Copy out each line below verbatim, skipping any picture.

Entries taken from a collection:

----------------------------------------

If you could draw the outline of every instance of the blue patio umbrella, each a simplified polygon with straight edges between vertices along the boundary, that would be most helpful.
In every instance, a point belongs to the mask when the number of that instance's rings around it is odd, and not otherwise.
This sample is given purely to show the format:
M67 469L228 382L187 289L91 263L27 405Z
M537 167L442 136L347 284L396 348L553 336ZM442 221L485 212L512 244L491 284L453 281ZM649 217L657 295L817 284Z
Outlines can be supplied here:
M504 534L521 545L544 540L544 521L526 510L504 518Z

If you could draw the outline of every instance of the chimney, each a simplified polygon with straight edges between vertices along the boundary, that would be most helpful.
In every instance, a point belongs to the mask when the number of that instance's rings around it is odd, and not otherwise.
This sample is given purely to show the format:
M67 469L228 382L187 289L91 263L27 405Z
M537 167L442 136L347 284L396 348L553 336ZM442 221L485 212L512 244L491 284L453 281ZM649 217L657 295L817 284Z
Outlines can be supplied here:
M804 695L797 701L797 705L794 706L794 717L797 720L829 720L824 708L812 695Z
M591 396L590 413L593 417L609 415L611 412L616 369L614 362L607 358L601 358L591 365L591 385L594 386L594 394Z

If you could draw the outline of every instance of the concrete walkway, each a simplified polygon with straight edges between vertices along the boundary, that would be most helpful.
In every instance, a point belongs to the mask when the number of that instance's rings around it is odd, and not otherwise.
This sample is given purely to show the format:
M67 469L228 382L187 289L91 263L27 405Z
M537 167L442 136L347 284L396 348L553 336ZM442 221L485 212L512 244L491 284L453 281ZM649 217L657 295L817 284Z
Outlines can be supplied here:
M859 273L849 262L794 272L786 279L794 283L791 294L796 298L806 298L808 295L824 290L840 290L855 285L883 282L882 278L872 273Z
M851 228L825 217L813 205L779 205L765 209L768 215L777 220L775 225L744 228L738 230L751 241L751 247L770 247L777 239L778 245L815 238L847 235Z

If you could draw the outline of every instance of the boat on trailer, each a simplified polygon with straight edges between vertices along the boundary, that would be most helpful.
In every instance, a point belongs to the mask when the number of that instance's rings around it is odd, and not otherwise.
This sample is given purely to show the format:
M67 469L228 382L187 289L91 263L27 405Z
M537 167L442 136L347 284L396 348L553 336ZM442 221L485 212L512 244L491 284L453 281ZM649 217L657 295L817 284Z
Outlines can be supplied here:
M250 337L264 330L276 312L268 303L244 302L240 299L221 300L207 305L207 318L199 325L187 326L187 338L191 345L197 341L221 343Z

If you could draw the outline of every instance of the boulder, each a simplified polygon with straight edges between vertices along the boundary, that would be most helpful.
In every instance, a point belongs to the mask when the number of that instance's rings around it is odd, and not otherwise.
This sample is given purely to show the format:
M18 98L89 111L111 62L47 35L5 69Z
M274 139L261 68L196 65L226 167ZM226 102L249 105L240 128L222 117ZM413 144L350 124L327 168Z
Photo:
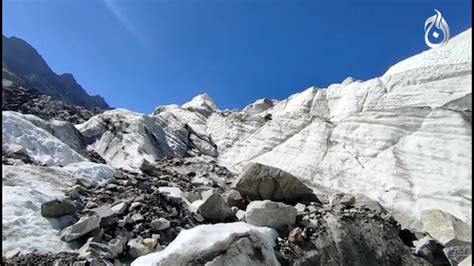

----------------------------------------

● **SOLUTION TO THIS PROBLEM**
If you could draw the outline of every instance of the blue patio umbrella, each a simplified polygon with straight edges between vertices along the boundary, that would be most helpful.
In every instance, a point belongs to the mask when the number of that instance's rings around it is odd, and not otherwise.
This sample is given purely to show the format:
M67 469L228 382L187 289L91 263L27 405Z
M537 167L442 136L347 284L396 348L553 336ZM442 221L485 212L512 244L491 284L453 281ZM649 217L657 295L817 284Z
Outlines can be supplied here:
M504 534L521 545L544 540L544 521L526 510L504 518Z

If you could draw the outline of every instance of the chimney, each a simplified polygon with straight edges between vertices along the boundary, that would be most helpful.
In every instance, a point belongs to the mask when the number of that instance's rings around it is odd, and not otherwise.
This sample is given purely to show the format:
M67 469L228 382L187 289L91 263L27 405Z
M537 167L442 136L347 284L396 348L553 336ZM442 221L485 212L512 244L491 284L453 281ZM649 217L657 295L817 284Z
Outlines can be supplied here:
M804 695L797 701L797 705L794 706L794 717L797 720L829 720L824 708L812 695Z
M591 396L590 413L593 417L609 415L611 412L616 369L614 362L607 358L601 358L591 365L591 385L594 386L594 394Z

If you could draw the outline of every instance of the concrete walkway, each a simplified polygon with straight edges between vertices along the boundary, that would be most helpful.
In every instance, a point belongs to the mask when the number of that instance's rings around it is odd, and not otherwise.
This sample is given purely to show the format:
M67 469L228 382L187 289L91 263L27 405Z
M537 167L442 136L347 284L396 348L553 336ZM442 221L485 212L512 244L491 284L453 281ZM649 217L657 295L817 284Z
Outlines can be supplied here:
M859 273L849 262L794 272L786 279L794 283L791 294L796 298L806 298L808 295L824 290L840 290L855 285L883 282L882 278L872 273Z
M851 228L825 217L813 205L779 205L765 209L768 215L777 220L775 225L744 228L738 230L751 241L751 247L770 247L777 239L778 245L815 238L847 235Z

If you could draw the outline of every instance of the boat on trailer, each a simplified polygon with straight edges between vertices along the boundary, that would be most helpful.
In every instance, a point belongs to the mask when the number of that instance's rings around it is odd, and not otherwise.
This sample is given purely to show the format:
M67 469L228 382L187 289L91 263L27 405Z
M537 167L442 136L347 284L396 348L553 336ZM442 221L485 212L512 244L491 284L453 281ZM649 217L657 295L817 284Z
Outlines can be supplied here:
M250 337L264 330L276 312L268 303L244 302L240 299L221 300L207 305L207 318L199 325L187 326L187 338L191 345L197 341L221 343Z

If you could draw the outline of every instance of the boulder, each a simplified polygon with straight edges between vertices along the boundary, that would be most helpful.
In every instance, a point belongs to the mask when the number of that instance's rings around it is odd, and not otherwise.
This sample is given purely to show the format:
M18 98L89 111L111 62L47 35L5 69Z
M274 139L261 68L196 65L226 167ZM226 102L249 105L240 128L222 117ZM413 144L350 124L327 168Z
Photo:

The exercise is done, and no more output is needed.